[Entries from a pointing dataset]
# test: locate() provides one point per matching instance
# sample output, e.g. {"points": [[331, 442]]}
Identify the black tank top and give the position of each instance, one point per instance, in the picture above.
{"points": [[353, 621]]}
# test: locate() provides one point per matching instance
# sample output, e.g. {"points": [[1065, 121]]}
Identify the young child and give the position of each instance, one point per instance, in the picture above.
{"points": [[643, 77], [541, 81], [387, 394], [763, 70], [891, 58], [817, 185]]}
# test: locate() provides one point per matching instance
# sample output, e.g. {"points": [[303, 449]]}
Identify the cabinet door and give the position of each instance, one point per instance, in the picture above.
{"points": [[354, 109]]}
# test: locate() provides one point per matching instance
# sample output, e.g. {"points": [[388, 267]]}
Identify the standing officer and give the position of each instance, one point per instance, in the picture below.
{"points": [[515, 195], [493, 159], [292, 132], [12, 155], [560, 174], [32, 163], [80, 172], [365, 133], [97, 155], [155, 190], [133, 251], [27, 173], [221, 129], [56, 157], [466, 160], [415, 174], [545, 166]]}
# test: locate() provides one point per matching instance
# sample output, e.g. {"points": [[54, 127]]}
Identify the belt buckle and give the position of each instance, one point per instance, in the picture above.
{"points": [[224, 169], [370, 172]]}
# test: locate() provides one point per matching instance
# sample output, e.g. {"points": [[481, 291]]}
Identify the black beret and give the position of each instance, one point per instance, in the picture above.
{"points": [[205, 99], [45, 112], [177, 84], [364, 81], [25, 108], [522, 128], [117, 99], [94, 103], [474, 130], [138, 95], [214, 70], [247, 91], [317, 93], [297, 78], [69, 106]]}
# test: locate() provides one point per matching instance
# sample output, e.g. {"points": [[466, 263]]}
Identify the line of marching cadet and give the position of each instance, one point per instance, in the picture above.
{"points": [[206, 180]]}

== Task description ==
Duplicate all of the records above line for line, without changing a single character.

== Response ==
# test: locate() provides one point per matching instance
# sample output, e.g. {"points": [[331, 442]]}
Identify the black tank top and give the position of each instance, one point per instance, in the picture above.
{"points": [[353, 621]]}
# test: locate() provides one point per matching instance
# sample output, e.g. {"points": [[1065, 121]]}
Identify the young child and give the position of each instance, one point per instance, in the picture above.
{"points": [[643, 77], [541, 81], [387, 394], [763, 70], [891, 58], [817, 185]]}
# test: locate() provides one point per matching instance
# sample output, e.g. {"points": [[303, 449]]}
Identify the cabinet door and give the position of each instance, one point per instance, in the picture above.
{"points": [[354, 109]]}
# test: locate() provides one point per matching instance
# sample output, e.g. {"points": [[388, 267]]}
Identify the standing officer and give the position of each instance, one point per instance, in the picture below.
{"points": [[515, 195], [493, 159], [292, 132], [12, 155], [560, 174], [32, 163], [80, 172], [365, 133], [97, 155], [155, 190], [133, 251], [27, 173], [221, 129], [56, 157], [466, 160], [415, 174], [545, 166]]}
# test: locate() provides one point per matching instance
# sample output, e.g. {"points": [[54, 127]]}
Identify the belt buckle and give the position of each instance, one point per instance, in the picture above.
{"points": [[224, 169], [370, 172]]}
# test: locate() provides one point per matching instance
# sample output, e.g. {"points": [[481, 291]]}
Identify the black beret and give the position of each instance, one point per instance, in the picture above.
{"points": [[205, 99], [45, 112], [177, 84], [364, 81], [25, 108], [522, 128], [117, 99], [94, 103], [474, 130], [138, 95], [214, 70], [247, 91], [317, 93], [297, 78], [69, 106]]}
# test: locate() provides one point per matching instance
# sample output, e.g. {"points": [[466, 263]]}
Identify the line of marching cadet and give the position of each instance, one point per instance, in the picture above.
{"points": [[206, 180]]}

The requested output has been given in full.